### The problem
The data is to be reproduced in full and without error.

BEGIN Records provided

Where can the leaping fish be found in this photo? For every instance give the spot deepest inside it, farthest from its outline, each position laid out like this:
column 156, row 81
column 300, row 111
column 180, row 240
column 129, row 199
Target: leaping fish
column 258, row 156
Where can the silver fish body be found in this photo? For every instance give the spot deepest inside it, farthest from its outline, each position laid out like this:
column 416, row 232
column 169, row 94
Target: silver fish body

END Records provided

### Output below
Where can the leaping fish be found in this photo? For every instance give the spot deepest inside it, farthest from its outline, each position laid out like this:
column 156, row 81
column 300, row 111
column 180, row 240
column 129, row 199
Target: leaping fish
column 258, row 156
Where can the silver fish body be found in this photo? For every instance give the spot deepest inside it, farthest from its outline, each position laid out like this:
column 416, row 232
column 169, row 94
Target: silver fish body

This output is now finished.